## Start
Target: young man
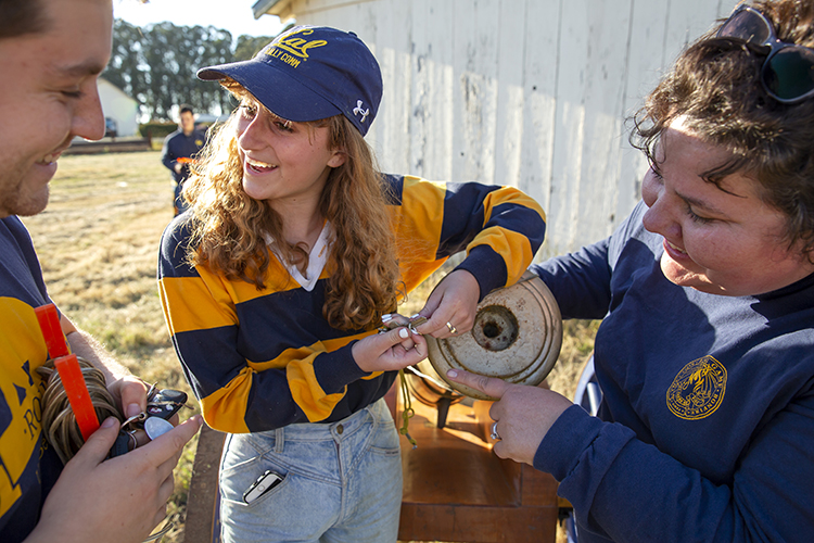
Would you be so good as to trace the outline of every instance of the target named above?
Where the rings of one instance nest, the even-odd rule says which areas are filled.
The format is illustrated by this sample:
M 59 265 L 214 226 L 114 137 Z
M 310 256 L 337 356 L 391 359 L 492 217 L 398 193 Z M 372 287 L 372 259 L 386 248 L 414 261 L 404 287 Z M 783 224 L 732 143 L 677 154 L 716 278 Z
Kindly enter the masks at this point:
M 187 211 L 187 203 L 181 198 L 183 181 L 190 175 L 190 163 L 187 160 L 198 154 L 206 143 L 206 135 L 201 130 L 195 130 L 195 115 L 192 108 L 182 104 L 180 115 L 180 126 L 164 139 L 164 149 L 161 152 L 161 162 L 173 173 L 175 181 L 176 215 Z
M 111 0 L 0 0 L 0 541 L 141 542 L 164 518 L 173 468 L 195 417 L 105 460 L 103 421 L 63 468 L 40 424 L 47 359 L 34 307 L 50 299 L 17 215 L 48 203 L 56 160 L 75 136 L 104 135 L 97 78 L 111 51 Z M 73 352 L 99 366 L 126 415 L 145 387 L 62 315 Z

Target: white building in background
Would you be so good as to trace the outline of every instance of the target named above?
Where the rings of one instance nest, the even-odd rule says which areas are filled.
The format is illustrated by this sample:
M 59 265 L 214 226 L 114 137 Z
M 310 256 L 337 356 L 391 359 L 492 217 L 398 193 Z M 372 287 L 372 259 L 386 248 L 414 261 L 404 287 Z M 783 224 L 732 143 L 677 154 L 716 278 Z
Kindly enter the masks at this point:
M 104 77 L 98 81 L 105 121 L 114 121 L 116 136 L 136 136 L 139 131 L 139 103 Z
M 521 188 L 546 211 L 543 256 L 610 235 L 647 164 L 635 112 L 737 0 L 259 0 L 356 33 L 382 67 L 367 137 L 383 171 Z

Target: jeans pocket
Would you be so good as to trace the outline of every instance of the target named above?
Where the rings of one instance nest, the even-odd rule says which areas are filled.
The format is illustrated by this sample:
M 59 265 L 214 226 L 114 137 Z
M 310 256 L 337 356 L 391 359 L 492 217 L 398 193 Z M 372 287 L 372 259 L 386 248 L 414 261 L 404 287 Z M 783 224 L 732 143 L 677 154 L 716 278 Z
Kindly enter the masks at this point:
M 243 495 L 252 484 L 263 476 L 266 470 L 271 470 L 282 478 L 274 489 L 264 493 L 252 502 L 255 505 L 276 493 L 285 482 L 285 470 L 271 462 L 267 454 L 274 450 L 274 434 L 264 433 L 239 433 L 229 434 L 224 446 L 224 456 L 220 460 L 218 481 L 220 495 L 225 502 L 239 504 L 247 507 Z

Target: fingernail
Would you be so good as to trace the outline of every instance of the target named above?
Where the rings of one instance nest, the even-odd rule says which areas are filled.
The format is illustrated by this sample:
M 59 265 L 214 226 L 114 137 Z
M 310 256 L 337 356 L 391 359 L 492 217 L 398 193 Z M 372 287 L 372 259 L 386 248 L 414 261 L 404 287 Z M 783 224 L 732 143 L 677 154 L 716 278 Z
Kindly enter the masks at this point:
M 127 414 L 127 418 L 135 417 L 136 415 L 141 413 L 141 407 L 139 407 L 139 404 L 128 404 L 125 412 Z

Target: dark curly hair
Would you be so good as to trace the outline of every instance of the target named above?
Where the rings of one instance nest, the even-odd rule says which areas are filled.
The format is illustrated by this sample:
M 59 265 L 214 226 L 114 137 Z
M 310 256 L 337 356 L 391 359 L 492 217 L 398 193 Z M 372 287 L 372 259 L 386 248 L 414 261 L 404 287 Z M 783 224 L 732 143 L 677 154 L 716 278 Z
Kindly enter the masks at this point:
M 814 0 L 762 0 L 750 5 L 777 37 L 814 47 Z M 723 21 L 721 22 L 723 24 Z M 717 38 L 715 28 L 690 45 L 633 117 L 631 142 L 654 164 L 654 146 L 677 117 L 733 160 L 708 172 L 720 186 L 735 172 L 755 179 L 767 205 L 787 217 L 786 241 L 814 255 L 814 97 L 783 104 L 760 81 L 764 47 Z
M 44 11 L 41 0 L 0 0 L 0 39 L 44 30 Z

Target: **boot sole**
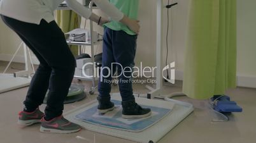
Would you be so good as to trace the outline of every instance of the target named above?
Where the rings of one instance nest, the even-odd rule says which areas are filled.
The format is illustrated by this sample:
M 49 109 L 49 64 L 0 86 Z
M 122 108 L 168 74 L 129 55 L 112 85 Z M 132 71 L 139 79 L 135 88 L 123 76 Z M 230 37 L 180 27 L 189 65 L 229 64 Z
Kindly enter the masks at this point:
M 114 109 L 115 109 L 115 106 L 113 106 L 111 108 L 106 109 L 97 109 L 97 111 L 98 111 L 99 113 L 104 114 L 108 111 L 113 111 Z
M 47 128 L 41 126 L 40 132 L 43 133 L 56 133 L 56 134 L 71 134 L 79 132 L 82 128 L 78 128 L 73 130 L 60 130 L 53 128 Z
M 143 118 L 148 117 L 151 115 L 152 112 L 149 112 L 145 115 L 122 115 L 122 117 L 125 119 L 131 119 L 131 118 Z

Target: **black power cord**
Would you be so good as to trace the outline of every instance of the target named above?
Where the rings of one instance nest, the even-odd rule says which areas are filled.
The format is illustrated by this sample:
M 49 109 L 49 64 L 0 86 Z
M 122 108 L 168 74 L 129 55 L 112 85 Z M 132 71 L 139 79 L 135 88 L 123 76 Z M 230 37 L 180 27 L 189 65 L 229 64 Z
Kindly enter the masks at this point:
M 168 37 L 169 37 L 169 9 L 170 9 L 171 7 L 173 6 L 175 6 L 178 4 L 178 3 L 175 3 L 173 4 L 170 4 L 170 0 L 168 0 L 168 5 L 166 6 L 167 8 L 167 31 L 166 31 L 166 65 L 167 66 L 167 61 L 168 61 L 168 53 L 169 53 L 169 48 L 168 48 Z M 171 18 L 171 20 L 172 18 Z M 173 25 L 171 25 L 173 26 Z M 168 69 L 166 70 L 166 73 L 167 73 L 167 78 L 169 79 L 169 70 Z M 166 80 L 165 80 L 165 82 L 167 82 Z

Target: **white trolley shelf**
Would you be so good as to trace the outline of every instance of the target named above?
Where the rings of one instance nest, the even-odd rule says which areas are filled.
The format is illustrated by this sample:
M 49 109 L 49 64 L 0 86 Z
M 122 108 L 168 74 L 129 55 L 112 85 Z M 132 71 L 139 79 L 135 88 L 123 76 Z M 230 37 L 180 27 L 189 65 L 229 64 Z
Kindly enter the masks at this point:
## End
Please copy all of the records above word for word, leaving out the pictures.

→ Result of this task
Target: young man
Would you be so good as to trace the outline of every instance of the target named above?
Where the rings of one instance nest, the even-odd rule says which areas are filled.
The format is illustrated by this sample:
M 59 265 L 214 226 L 114 137 Z
M 310 256 L 337 356 L 391 359 L 492 217 L 398 193 Z M 372 287 L 372 259 L 386 248 L 414 261 L 404 287 Z M 783 224 L 732 143 L 677 154 L 716 278 Z
Kindly enter the masks at this point:
M 187 211 L 187 203 L 181 198 L 183 181 L 190 175 L 190 163 L 187 160 L 198 154 L 206 143 L 206 135 L 201 130 L 195 130 L 195 115 L 192 108 L 182 104 L 180 115 L 180 126 L 164 139 L 164 149 L 161 152 L 161 162 L 173 173 L 175 181 L 176 215 Z
M 111 0 L 0 0 L 0 541 L 141 542 L 164 518 L 173 468 L 195 417 L 105 460 L 103 421 L 63 468 L 40 424 L 47 359 L 34 307 L 50 299 L 17 215 L 48 203 L 56 160 L 75 136 L 104 135 L 97 78 L 111 51 Z M 73 352 L 99 366 L 126 415 L 145 387 L 62 315 Z

Target: white building in background
Would you be so good as to trace the outline of every instance of the target named above?
Where the rings of one instance nest, the even-odd rule says which areas are filled.
The format is illustrated by this sample:
M 59 265 L 214 226 L 114 137 Z
M 310 256 L 337 356 L 391 359 L 492 217 L 398 193 Z M 372 287 L 372 259 L 386 248 L 414 261 L 404 287 Z M 783 224 L 732 143 L 677 154 L 716 278 Z
Kindly enter the masks at this point:
M 104 77 L 98 81 L 105 121 L 114 121 L 116 136 L 136 136 L 139 131 L 139 103 Z
M 521 188 L 546 211 L 543 256 L 610 235 L 647 164 L 635 112 L 737 0 L 259 0 L 356 33 L 382 67 L 367 137 L 383 171 Z

Target: jeans pocket
Would you be so good as to trace the outline of every instance of the target named above?
Where the rings of one instance nest, the even-odd rule says which areas are filled.
The format is illustrated by this sample:
M 59 265 L 214 226 L 114 137 Z
M 310 256 L 337 356 L 391 359 L 492 217 L 398 193 Z M 372 287 L 372 259 L 386 248 L 414 261 L 404 287 Z M 783 224 L 732 143 L 677 154 L 716 278 Z
Kindly enter the masks at this point:
M 243 495 L 252 484 L 263 476 L 266 470 L 271 470 L 282 478 L 274 489 L 264 493 L 252 502 L 255 505 L 276 493 L 285 482 L 285 470 L 271 462 L 267 454 L 274 450 L 274 434 L 264 433 L 239 433 L 229 434 L 224 446 L 224 456 L 220 460 L 218 481 L 220 495 L 225 502 L 239 504 L 247 507 Z

Target: fingernail
Would you be so good as to trace the outline of every instance of the target named above?
Where the rings of one instance nest, the even-odd rule says which areas are filled.
The format is illustrated by this sample:
M 59 265 L 214 226 L 114 137 Z
M 310 256 L 337 356 L 391 359 L 492 217 L 398 193 Z M 372 287 L 372 259 L 386 248 L 414 261 L 404 287 Z M 783 224 L 732 143 L 677 154 L 716 278 Z
Kindly enter the masks at this point:
M 127 414 L 127 418 L 135 417 L 136 415 L 141 413 L 141 407 L 139 407 L 139 404 L 128 404 L 125 412 Z

Target: dark curly hair
Would you be so good as to trace the outline of every instance of the target named above?
Where the rings of one instance nest, the even-odd rule says which areas are filled.
The format is illustrated by this sample:
M 59 265 L 214 226 L 114 137 Z
M 310 256 L 337 356 L 391 359 L 492 217 L 398 193 Z M 372 287 L 372 259 L 386 248 L 414 261 L 404 287 Z M 783 224 L 732 143 L 677 154 L 716 278 Z
Kindly enter the masks at this point:
M 814 0 L 762 0 L 750 5 L 777 37 L 814 47 Z M 723 21 L 721 22 L 723 24 Z M 717 38 L 715 28 L 690 45 L 633 117 L 631 142 L 654 164 L 654 146 L 677 117 L 733 160 L 708 172 L 720 186 L 735 172 L 755 179 L 767 205 L 787 217 L 786 241 L 814 255 L 814 97 L 783 104 L 760 81 L 764 47 Z
M 44 11 L 41 0 L 0 0 L 0 39 L 44 30 Z

Target: **boot sole**
Would you be so good as to trace the outline of every instance of the target named above?
Where the rings of one instance nest, the even-odd rule says which areas are filled.
The format is illustrated by this sample:
M 49 109 L 49 64 L 0 86 Z
M 122 108 L 168 74 L 129 55 L 112 85 Z M 132 71 L 139 79 L 135 88 L 123 76 Z M 230 37 L 180 27 L 189 65 L 229 64 Z
Kindly enter the masks at this point:
M 114 109 L 115 109 L 115 106 L 113 106 L 111 108 L 106 109 L 97 109 L 97 111 L 98 111 L 99 113 L 104 114 L 108 111 L 113 111 Z
M 47 128 L 41 126 L 40 132 L 43 133 L 56 133 L 56 134 L 71 134 L 79 132 L 82 128 L 78 128 L 73 130 L 60 130 L 53 128 Z
M 143 118 L 148 117 L 151 115 L 152 112 L 149 112 L 145 115 L 122 115 L 122 117 L 125 119 L 131 119 L 131 118 Z

Target: **black power cord**
Would you be so good as to trace the outline of every instance of the target named above?
Where the rings of one instance nest, the even-odd rule says which areas are filled.
The format is illustrated by this sample:
M 49 109 L 49 64 L 0 86 Z
M 122 108 L 168 74 L 129 55 L 112 85 Z M 132 71 L 139 79 L 135 88 L 123 76 Z M 230 37 L 180 27 L 189 65 L 229 64 Z
Kindly enter the masks at this point:
M 168 37 L 169 37 L 169 9 L 170 9 L 171 7 L 173 6 L 175 6 L 178 4 L 178 3 L 175 3 L 173 4 L 170 4 L 170 0 L 168 0 L 168 5 L 166 6 L 167 8 L 167 31 L 166 31 L 166 65 L 167 66 L 167 61 L 168 61 L 168 53 L 169 53 L 169 48 L 168 48 Z M 171 18 L 171 20 L 172 18 Z M 173 25 L 171 25 L 173 26 Z M 168 69 L 166 70 L 166 73 L 167 73 L 167 78 L 169 79 L 169 70 Z M 166 80 L 165 80 L 165 82 L 167 82 Z

Target: **white trolley shelf**
Would you be so good as to trace the outline of every instance of the target named above?
Where the rings of one instance nest, the even-odd rule says which areas are filled.
The format is illustrated by this sample:
M 49 109 L 49 64 L 0 86 Z
M 122 108 L 168 74 L 129 55 L 112 85 Z M 132 71 L 139 79 L 135 88 L 123 76 Z M 230 37 L 180 27 L 189 65 L 229 64 Z
Kindly enter the masks at this point:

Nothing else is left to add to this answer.